** START OF DOCUMENT SECTION **

One important point however is not assuming an outlier as erroneous unless there is an explanation or reason to do so.
Defining the IQR limits
Next piece of code will help us define our IQR, upper and lower limit.
# Calculate 25th percentile of annual strikes
percentile25 = df['number_of_strikes'].quantile(0.25)
# Calculate 75th percentile of annual strikes
percentile75 = df['number_of_strikes'].quantile(0.75)
# Calculate interquartile range
iqr = percentile75 - percentile25
# Calculate upper and lower thresholds for outliers
upper_limit = percentile75 + 1.5 * iqr
lower_limit = percentile25 - 1.5 * iqr
print('Lower limit is: '+ readable_numbers(lower_limit))
Lower limit is: 8.6M
Now we can use a Boolean mask to select only the rows of the dataframe where the number of strikes is less than the lower limit we calculated above. These rows are the outliers on the low end.
# Isolate outliers on low end
df[df['number_of_strikes'] < lower_limit]
year | number_of_strikes | number_of_strikes_readable | |
1 | 2019 | 209166 | 209K |
33 | 1987 | 7378836 | 7.4M |
Visualization of the outliers
One great way of seeing these outliers in relation to the rest of the data points is a data visualization. For this plot, let’s do a scatter plot.
def addlabels(x,y):
for i in range(len(x)):
plt.text(x[i]-0.5, y[i]+500000, s=readable_numbers(y[i]))
colors = np.where(df['number_of_strikes'] < lower_limit, 'r', 'b')
fig, ax = plt.subplots(figsize=(16,8))
ax.scatter(df['year'], df['number_of_strikes'],c=colors)
ax.set_xlabel('Year')
ax.set_ylabel('Number of strikes')
ax.set_title('Number of lightning strikes by year')
addlabels(df['year'], df['number_of_strikes'])
for tick in ax.get_xticklabels():
tick.set_rotation(45)
plt.show()
The ax refers to axis, which tells the notebook to plot the data on an x versus y data graphic.
Investigating the outliers 2019 and 1987
Let’s examine the two outlier years a bit more closely. In the section above, we used a preprocessed dataset that didn’t include a lot of the information that we’re accustomed to having in this data. In order to further investigate the outlier years, we’ll need more information, so we’re going to import data from these years specifically.
Data for 2019
df_2019 = pd.read_csv('eda_outliers_dataset2.csv')
df_2019.head()
date | number_of_strikes | center_point_geom | |
0 | 2019-12-01 | 1 | POINT(-79.7 35.3) |
1 | 2019-12-01 | 1 | POINT(-84.7 39.3) |
2 | 2019-12-01 | 1 | POINT(-83.4 38.9) |
3 | 2019-12-01 | 1 | POINT(-71.5 35.2) |
4 | 2019-12-01 | 1 | POINT(-87.8 41.6) |
First, lets convert the date column to datetime, as we did before with all the lightning datasets and then sort the data by month.

** END OF DOCUMENT SECTION **

§ **SET TASK 1**
In the lightning-strike outlier tutorial, what kind of plot is used to show the outliers next to the rest of the data?
§ **SET TASK 2**
For each statement about the lightning-strike outlier tutorial, say yes or no depending on whether it agrees with the text, and quote the words that decide it. (a) The printed lower limit is 8.6M. (b) The upper limit is found by subtracting 1.5 times the IQR from the 75th percentile. (c) An outlier should be treated as an error by default.
§ **SET TASK 3**
Pick up the lightning-strike outlier tutorial after its last sentence and keep it going.
The records aren't needed for any of this.

** START OF RECORDS SUPPLIED **

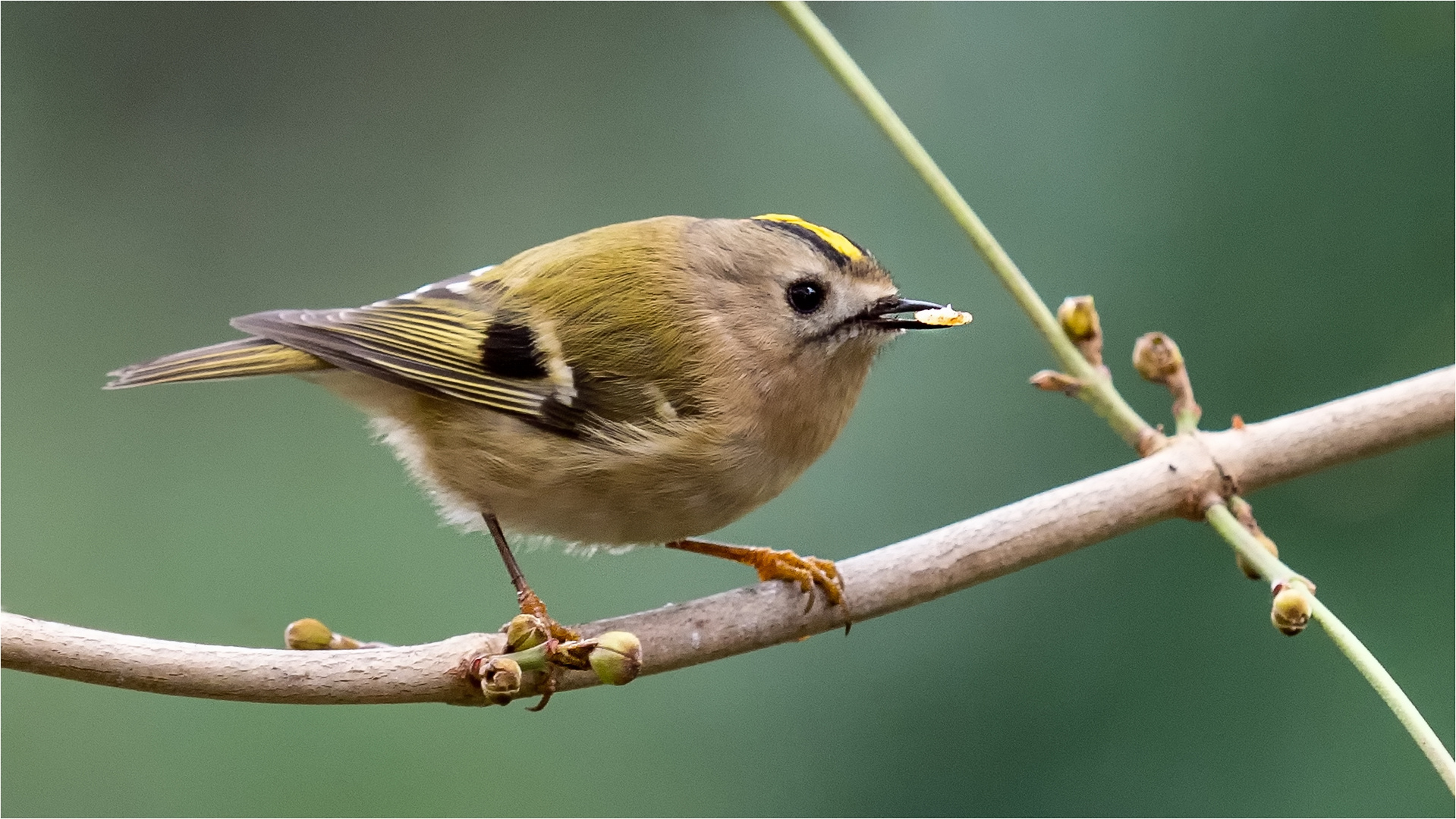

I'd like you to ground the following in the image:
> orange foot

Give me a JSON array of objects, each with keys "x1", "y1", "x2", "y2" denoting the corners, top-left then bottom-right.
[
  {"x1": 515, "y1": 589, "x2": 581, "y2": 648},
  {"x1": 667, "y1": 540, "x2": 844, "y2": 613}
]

** END OF RECORDS SUPPLIED **
** START OF RECORDS SUPPLIED **

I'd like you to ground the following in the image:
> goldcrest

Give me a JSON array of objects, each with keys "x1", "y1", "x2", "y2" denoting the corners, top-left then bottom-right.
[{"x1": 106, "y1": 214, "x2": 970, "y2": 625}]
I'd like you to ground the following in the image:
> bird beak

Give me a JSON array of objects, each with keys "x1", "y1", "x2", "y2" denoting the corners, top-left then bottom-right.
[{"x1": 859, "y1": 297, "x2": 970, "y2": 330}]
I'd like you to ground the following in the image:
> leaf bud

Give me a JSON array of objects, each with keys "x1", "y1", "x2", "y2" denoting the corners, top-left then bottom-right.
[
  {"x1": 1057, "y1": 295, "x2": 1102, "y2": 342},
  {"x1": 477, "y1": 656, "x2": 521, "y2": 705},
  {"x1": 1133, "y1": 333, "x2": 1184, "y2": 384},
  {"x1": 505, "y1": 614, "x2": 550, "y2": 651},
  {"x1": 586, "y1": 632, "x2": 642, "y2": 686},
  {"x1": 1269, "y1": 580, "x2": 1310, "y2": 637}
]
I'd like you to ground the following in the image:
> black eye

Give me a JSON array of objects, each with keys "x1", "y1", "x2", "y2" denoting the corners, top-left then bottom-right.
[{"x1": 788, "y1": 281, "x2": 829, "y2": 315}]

** END OF RECORDS SUPPLIED **

§ **EXPECTED OUTPUT 1**
A scatter plot.

§ **EXPECTED OUTPUT 2**
(a) Yes: "Lower limit is: 8.6M"
(b) No: "upper_limit = percentile75 + 1.5 * iqr"
(c) No: "not assuming an outlier as erroneous unless there is an explanation or reason to do so"

§ **EXPECTED OUTPUT 3**
# Convert `date` column to datetime
df_2019['date']= pd.to_datetime(df_2019['date'])
# Create 2 new columns
df_2019['month'] = df_2019['date'].dt.month
df_2019['month_txt'] = df_2019['date'].dt.month_name().str.slice(stop=3)
# Group by `month` and `month_txt`, sum it, and sort. Assign result to new df
df_2019_by_month = df_2019.groupby(['month','month_txt']).sum().sort_values('month', ascending=True).head(12).reset_index()
df_2019_by_month
month | month_txt | number_of_strikes | |
0 | 12 | Dec | 209166 |
2019 appears to have data only for the month of December. The likelihood of there not being any lightning from January to November 2019 is ~0. This appears to be a case of missing data. We should probably exclude 2019 from the analysis (for most use cases).
Data for 1987
Now let’s inspect the data from the other outlier year, 1987.
# Read in 1987 data
df_1987 = pd.read_csv('eda_outliers_dataset3.csv')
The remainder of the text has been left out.